§ **Text segment**
++++
Lol, you're so funny. We're not talking about NOW, we're talking about in a SHTF situation. WHO'S going to build your computers, where are you going to get the power to run the factories. We're talking about when you are carrying your BOB, how much of that weight are you going to sacrifice for a pretty rock. We're talking about when you're sitting in your BOL for two years what good will it do you? Come on, I'm not the uninteligent one in this conversation by any means! I know what it's used for today, I know what value neanderthals like you have put on the pretty rock. What I don't know is why somebody would come on here and attack me for no reason other than to make themselves feel superior?


----------



## Denton (Sep 18, 2012)

Gary said:


> Duuuhhh, Look pretty rock! That's all it is!
> If you don't like the subject matter, have responed to it many times, WHO cares!? MOVE on and don't respond it's as simple as that. I'm not here to be harrassed and attacked for asking a [email protected][email protected]$$# question. I have LOOKED that the other feeds and didn't see any that had any provocative questions so I didn't read them, NO. Maybe that's because all anybody wanted to talk about at that time was the worthless pos Obama! My question was posed the way it was ON PURPOSE. I WANTED to get feedback NOT bullshit harrassment at an elementary school level. Sorry, I'm Nobody's DoorMat and will NOT just lay down and take a beating without responding.
> 
> And I'm not the one with the "chip". I didn't go on your post and harrass you, you came to me.......so man up!
++++
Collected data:
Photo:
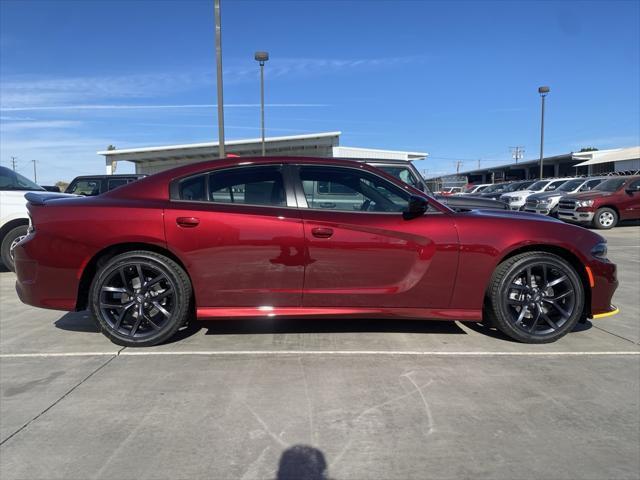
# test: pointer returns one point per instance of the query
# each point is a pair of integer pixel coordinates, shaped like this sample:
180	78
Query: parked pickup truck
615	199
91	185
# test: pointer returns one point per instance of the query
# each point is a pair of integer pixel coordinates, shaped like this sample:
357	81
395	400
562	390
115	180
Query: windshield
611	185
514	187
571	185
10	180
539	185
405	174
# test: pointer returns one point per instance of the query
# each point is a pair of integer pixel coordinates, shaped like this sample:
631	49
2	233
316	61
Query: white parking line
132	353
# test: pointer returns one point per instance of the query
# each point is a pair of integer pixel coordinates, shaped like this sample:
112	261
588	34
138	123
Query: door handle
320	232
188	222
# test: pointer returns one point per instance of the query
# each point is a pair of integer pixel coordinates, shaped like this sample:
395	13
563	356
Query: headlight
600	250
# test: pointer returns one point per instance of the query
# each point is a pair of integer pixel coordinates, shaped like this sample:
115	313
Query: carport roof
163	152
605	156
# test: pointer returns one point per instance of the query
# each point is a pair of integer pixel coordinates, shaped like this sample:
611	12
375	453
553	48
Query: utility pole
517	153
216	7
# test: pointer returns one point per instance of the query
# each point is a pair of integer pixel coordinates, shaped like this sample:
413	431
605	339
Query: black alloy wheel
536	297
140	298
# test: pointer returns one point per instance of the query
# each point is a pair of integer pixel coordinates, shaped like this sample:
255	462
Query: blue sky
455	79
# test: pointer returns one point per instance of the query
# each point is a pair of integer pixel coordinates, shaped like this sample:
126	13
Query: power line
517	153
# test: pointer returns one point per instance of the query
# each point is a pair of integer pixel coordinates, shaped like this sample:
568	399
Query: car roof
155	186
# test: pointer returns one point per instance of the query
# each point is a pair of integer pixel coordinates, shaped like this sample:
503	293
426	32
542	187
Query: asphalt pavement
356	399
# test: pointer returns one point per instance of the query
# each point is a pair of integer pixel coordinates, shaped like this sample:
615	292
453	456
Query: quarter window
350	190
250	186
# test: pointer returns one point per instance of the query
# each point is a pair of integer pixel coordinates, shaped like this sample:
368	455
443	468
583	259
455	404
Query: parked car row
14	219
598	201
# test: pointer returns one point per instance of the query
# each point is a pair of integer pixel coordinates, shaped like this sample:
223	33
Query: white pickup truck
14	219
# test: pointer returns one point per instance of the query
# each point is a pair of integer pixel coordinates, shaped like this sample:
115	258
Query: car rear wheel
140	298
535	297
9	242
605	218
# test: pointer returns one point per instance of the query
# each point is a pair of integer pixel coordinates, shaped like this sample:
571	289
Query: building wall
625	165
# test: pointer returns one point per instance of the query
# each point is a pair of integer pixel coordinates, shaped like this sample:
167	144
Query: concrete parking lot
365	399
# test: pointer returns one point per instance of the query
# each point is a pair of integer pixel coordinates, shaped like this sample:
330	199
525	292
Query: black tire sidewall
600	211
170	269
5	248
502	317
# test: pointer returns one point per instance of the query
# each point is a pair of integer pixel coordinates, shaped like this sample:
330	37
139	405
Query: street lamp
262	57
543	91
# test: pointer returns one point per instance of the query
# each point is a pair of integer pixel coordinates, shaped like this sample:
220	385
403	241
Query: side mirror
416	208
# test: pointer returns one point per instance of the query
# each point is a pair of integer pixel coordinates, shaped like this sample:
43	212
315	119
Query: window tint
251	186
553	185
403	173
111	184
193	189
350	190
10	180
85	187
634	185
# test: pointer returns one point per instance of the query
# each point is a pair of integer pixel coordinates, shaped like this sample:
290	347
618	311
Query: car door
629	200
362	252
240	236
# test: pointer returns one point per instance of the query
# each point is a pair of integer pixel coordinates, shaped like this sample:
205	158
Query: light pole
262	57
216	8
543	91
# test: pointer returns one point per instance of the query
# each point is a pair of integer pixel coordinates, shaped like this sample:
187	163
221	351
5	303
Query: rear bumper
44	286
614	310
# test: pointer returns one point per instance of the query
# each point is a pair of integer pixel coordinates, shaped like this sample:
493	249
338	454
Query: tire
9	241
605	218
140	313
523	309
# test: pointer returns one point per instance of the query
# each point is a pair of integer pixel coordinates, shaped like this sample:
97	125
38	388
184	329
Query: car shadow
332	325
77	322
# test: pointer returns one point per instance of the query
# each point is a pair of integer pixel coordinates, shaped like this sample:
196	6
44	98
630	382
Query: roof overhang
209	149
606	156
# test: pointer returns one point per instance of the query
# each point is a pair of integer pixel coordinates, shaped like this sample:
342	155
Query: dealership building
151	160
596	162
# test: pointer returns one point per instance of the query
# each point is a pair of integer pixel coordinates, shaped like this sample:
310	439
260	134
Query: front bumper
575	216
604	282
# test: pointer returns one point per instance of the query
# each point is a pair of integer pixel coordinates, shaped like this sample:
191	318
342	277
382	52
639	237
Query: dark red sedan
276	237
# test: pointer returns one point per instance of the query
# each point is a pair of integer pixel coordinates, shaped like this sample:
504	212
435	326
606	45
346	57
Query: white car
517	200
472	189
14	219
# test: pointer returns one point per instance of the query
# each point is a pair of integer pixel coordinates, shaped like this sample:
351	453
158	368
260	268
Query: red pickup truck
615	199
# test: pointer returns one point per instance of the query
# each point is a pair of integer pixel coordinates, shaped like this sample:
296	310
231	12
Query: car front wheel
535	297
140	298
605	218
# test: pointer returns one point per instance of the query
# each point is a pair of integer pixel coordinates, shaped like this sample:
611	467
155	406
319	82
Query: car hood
++++
§ **Set tasks**
**A)** Based on the forum thread above, state whether each statement agrees with it. Answer yes or no for each, quoting the exact words that decide it.
(i) The post quoted under Gary's name says the question was worded that way deliberately.
(ii) The first post says its writer does not know what the rock is used for today.
(iii) The first post talks about sitting in a BOL for three years.
**B)** In the forum thread, what date is shown next to the name Denton?
**C)** Echo the forum thread word for word between "## Denton (Sep" and "beating without responding.", inclusive.

§ **Completed exercise**
**A)**
(i) Yes: "My question was posed the way it was ON PURPOSE."
(ii) No: "I know what it's used for today"
(iii) No: "We're talking about when you're sitting in your BOL for two years what good will it do you?"

**B)** Sep 18, 2012

**C)**
## Denton (Sep 18, 2012)

Gary said:


> Duuuhhh, Look pretty rock! That's all it is!
> If you don't like the subject matter, have responed to it many times, WHO cares!? MOVE on and don't respond it's as simple as that. I'm not here to be harrassed and attacked for asking a [email protected][email protected]$$# question. I have LOOKED that the other feeds and didn't see any that had any provocative questions so I didn't read them, NO. Maybe that's because all anybody wanted to talk about at that time was the worthless pos Obama! My question was posed the way it was ON PURPOSE. I WANTED to get feedback NOT bullshit harrassment at an elementary school level. Sorry, I'm Nobody's DoorMat and will NOT just lay down and take a beating without responding.